Exercise tasks:
1. Answer these questions using the extract about Luther Campbell's memoir.
(a) Around what year did Jack Thompson fax the group's lyrics to lawmen and lawgivers?
(b) Which senator believed the rap group was "undermining the national character of America"?
(c) What is the full title of Campbell's memoir?
2. Carry the piece on Luther Campbell's memoir forward from its final sentence for another paragraph or two.

Extract:
_ _ _ _ _

Florida Man Sticks It to America: Luther ‘Uncle Luke’ Campbell’s Memoir of Bass, Community Activism, Football, and Debauchery

Jared Lazarus/Miami Herald/MCT

You won’t find anyone better versed in 2 Live Crew than a certain evangelical ex–golf pro with a Batman complex. Circa 1988, attorney Jack Thompson, master transcriber of the profane, would fax dirty rap lyrics to lawmen and lawgivers throughout sundry counties in Florida in an attempt to have the group banned, but unwittingly providing yet another promotion and distribution network for the rap group that Senator Bob Dole believed was “undermining the national character of America.” Fax machines in precincts in the Southeast trilled like cicadas. Units were moved. The Nuisance Abatement Board of Broward County felt galvanized.

“We were using everyday language to talk about a subject that everyone enjoys and participates in,” shrugs Luther Campbell in his tell-some memoir, The Book of Luke: My Fight for Truth, Justice, and Liberty City, which was released this week.

_ _ _ _ _

Information supplied:
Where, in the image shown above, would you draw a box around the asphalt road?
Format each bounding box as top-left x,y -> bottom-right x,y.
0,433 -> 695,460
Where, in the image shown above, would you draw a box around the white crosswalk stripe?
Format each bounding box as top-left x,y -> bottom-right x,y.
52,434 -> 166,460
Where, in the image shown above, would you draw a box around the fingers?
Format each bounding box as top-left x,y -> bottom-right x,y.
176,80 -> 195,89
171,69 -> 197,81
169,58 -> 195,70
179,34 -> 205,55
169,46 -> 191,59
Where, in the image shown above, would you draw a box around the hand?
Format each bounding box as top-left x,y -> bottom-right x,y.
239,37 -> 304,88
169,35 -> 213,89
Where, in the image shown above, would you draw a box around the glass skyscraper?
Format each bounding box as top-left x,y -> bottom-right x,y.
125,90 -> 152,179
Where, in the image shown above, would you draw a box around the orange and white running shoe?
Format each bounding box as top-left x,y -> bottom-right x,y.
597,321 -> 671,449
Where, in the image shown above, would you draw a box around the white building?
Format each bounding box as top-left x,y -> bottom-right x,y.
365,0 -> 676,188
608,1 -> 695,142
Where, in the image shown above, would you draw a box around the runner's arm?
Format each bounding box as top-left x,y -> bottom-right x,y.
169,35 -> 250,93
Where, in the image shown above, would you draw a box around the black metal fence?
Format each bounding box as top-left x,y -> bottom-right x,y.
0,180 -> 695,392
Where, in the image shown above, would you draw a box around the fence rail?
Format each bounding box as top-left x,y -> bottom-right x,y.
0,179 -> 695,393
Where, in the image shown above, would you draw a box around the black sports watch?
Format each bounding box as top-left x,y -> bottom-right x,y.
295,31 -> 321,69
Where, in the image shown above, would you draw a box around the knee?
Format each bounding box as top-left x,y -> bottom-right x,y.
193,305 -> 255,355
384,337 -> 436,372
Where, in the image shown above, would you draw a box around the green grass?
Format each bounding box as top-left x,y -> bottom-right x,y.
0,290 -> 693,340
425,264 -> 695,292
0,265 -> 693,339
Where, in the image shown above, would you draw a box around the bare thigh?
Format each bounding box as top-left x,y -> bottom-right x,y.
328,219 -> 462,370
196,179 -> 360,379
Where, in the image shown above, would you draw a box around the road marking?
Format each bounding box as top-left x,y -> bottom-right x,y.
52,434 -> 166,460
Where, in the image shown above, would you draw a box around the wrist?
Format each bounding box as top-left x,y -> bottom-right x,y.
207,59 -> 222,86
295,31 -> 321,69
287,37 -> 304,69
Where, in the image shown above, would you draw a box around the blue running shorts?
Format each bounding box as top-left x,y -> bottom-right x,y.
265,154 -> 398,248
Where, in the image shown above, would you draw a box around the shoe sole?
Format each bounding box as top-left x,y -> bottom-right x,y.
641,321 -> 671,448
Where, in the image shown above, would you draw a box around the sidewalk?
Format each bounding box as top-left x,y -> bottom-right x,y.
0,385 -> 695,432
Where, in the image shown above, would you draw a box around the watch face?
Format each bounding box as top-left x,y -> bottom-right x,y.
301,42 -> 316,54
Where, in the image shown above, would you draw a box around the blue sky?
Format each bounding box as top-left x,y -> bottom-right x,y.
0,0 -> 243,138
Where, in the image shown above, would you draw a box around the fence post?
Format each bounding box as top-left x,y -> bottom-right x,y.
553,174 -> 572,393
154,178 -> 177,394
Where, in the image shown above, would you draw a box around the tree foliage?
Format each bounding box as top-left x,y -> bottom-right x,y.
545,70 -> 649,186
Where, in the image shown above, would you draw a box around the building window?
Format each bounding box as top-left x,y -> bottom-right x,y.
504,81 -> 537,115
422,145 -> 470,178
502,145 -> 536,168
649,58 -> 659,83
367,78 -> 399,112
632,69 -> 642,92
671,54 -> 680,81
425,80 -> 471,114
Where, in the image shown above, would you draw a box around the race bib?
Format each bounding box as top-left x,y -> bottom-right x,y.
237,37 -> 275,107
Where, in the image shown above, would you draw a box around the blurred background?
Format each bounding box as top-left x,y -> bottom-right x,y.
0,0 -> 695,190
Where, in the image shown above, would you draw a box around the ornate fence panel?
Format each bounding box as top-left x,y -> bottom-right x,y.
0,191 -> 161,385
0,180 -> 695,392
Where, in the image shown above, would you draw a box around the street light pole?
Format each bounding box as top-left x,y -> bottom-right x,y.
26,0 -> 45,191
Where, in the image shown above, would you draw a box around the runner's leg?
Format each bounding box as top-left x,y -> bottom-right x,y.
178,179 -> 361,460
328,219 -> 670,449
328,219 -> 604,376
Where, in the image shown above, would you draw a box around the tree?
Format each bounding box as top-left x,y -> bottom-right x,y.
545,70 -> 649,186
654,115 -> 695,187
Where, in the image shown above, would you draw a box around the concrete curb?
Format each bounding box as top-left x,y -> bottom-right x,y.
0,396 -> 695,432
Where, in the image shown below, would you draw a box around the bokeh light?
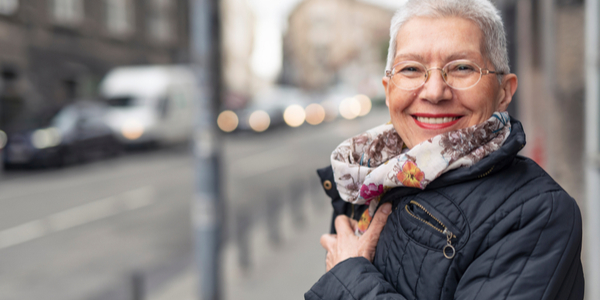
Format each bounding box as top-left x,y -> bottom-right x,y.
340,97 -> 360,120
304,103 -> 325,125
283,104 -> 306,127
354,95 -> 373,117
248,110 -> 271,132
121,120 -> 144,140
31,127 -> 61,149
217,110 -> 240,132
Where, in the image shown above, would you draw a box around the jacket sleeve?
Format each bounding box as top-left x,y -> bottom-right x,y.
454,191 -> 584,300
304,257 -> 406,300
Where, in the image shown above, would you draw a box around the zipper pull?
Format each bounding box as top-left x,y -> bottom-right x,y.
442,228 -> 456,259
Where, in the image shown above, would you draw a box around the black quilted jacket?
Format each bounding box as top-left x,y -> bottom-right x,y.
304,120 -> 584,300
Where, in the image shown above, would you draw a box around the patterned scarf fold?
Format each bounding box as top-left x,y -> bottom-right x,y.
331,112 -> 511,233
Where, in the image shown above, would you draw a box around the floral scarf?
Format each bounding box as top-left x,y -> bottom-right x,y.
331,112 -> 511,234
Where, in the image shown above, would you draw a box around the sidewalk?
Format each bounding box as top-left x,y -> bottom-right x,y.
148,184 -> 331,300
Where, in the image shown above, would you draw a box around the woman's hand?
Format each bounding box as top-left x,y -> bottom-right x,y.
321,203 -> 392,271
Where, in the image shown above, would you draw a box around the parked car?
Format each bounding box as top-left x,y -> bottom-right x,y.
4,101 -> 120,167
100,66 -> 197,145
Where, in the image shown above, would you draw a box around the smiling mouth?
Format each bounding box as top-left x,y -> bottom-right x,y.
412,115 -> 463,130
414,116 -> 460,124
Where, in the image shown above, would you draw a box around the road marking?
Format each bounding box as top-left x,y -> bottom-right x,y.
0,186 -> 155,250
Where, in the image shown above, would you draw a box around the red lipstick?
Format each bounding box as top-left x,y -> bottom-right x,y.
412,114 -> 462,129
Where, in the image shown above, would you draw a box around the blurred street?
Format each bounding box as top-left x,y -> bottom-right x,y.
0,108 -> 389,300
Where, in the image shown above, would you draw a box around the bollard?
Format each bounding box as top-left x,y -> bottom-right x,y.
290,180 -> 306,227
131,271 -> 146,300
265,192 -> 283,246
235,210 -> 252,272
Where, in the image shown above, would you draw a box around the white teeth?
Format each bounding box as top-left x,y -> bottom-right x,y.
417,117 -> 458,124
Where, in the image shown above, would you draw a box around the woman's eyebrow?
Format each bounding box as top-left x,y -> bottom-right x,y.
395,53 -> 425,63
446,51 -> 481,61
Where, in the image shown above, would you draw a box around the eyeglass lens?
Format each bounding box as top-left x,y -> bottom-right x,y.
392,60 -> 481,90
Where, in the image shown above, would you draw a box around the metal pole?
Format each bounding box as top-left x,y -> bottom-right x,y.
583,0 -> 600,299
190,0 -> 223,300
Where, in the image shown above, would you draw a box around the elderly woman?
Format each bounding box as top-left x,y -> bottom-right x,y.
305,0 -> 584,299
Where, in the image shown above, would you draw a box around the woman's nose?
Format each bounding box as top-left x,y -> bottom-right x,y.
423,69 -> 452,103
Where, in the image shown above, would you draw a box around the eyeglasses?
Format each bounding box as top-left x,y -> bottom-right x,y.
385,59 -> 504,91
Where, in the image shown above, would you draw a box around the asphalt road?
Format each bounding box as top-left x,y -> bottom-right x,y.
0,106 -> 389,300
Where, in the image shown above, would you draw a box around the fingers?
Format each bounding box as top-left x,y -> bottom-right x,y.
321,234 -> 337,253
365,203 -> 392,239
335,215 -> 354,235
350,219 -> 358,232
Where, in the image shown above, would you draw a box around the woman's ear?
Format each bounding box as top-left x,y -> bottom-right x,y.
381,76 -> 390,107
497,73 -> 519,111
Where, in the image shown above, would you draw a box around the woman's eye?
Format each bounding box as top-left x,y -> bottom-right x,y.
450,64 -> 475,72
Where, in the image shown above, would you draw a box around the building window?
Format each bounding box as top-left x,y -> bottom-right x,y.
0,0 -> 19,16
106,0 -> 135,35
148,0 -> 173,42
52,0 -> 83,24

_ _ _ _ _

Final answers:
1.
(a) Circa 1988.
(b) Senator Bob Dole.
(c) The Book of Luke: My Fight for Truth, Justice, and Liberty City.

2.
It stands to reason that Thompson’s fax attack reached Greenwood County, South Carolina, Sheriff Sam Riley. When Campbell appeared onstage at the Greenwood Civic Center in June 1992, he explained who he was (somewhere between “free speech crusader” and “Captain Dick”) and told his audience that he couldn’t cuss, nor use the nasty dancers, and that it all really sucked, but he would clean it up and do the best he could. He then vanished behind the curtain. Outside the civic center, a rodeo was in progress. Men were thrown from bulls while clowns ran for their lives in circles. Campbell’s kerchiefed head popped back out to denounce these yahoos, the same demographic that had called him an “an un-American piece of shit.” There was a scattered whoop of support. Bummed, he attempted to rile the ticketed without blaspheming anyone’s mother, just trying to hype himself mostly, all of which lasted long enough to believe it wouldn’t. Nor did it. Something tripped the switch in Luke’s head — perhaps the born need to stick it to the national character — followed by bleeping-bleep testimony required to break the law, which also conveniently notified the bass that it was time to ventilate. Out came the dancers, the gluteally impossible on a subwoofer gust, and off went the sound. Campbell, not for the first time, had sworn himself out of the building. Maybe 20 dudes were left to chant “Doo Doo Brown” amongst themselves. The sun hadn’t even set.1

The following morning, between the story “Beethoven’s piano on tour2 and an MC Hammer–related drive-by, the McCook Daily Gazette claimed the plug had been pulled three-quarters of the way into the show. One of my sources at the scene said otherwise, clocking the performance at 30 seconds, tops. It was as if Uncle Luke had been booked for the sole purpose of shutting him down.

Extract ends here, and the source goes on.